• **DATASET EXTRACT**:
--- Begin ---
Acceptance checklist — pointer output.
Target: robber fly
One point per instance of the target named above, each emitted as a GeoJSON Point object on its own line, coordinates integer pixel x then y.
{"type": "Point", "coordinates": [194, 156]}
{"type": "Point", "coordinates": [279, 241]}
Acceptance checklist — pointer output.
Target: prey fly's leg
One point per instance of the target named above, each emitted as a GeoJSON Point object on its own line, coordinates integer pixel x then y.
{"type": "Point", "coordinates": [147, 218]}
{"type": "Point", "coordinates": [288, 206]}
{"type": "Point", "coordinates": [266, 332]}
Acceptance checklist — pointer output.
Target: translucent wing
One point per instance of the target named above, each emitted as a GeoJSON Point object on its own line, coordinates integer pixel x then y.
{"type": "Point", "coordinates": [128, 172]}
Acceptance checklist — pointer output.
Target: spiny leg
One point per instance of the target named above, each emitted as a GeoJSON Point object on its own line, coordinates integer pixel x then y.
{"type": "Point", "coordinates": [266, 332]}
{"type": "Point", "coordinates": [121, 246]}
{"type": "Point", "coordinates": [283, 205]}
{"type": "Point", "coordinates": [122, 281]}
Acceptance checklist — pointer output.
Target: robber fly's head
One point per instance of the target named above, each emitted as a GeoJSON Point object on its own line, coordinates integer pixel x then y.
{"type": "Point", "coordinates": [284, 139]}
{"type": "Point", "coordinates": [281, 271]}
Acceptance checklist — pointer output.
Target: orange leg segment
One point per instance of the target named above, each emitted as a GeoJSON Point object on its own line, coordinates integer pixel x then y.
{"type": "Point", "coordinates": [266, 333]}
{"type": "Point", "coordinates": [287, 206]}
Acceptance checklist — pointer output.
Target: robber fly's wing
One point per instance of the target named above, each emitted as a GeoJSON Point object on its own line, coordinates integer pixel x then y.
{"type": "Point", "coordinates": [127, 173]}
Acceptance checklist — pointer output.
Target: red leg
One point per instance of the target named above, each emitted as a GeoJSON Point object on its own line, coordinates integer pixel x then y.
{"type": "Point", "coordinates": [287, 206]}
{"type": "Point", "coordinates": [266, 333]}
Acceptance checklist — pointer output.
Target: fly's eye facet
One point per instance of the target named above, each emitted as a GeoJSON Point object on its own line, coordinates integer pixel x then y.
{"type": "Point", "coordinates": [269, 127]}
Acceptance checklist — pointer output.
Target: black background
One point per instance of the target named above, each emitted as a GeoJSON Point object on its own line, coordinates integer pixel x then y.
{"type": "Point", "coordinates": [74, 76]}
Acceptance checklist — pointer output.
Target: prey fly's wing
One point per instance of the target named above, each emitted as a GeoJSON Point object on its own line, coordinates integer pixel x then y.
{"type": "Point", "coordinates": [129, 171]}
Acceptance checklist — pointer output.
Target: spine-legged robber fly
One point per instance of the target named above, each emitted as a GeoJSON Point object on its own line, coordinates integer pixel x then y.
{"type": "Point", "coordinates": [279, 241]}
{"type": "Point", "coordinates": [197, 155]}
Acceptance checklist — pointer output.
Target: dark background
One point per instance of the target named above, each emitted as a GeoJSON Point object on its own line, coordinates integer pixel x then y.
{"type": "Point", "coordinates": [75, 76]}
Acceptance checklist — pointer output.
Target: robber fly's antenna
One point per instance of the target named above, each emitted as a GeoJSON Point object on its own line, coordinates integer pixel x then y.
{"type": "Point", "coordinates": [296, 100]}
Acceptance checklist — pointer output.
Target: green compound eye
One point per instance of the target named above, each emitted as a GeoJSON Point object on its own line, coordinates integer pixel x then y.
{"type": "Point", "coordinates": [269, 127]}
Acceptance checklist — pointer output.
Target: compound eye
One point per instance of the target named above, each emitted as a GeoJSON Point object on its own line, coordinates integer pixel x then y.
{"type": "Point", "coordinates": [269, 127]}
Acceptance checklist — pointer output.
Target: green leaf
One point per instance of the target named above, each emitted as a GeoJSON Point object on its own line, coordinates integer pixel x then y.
--- End ---
• **WHAT IS REQUIRED**:
Show each line from the entries above that contains the word "background". Case counts.

• **SOLUTION FOR THIS PROBLEM**:
Target: black background
Target: dark background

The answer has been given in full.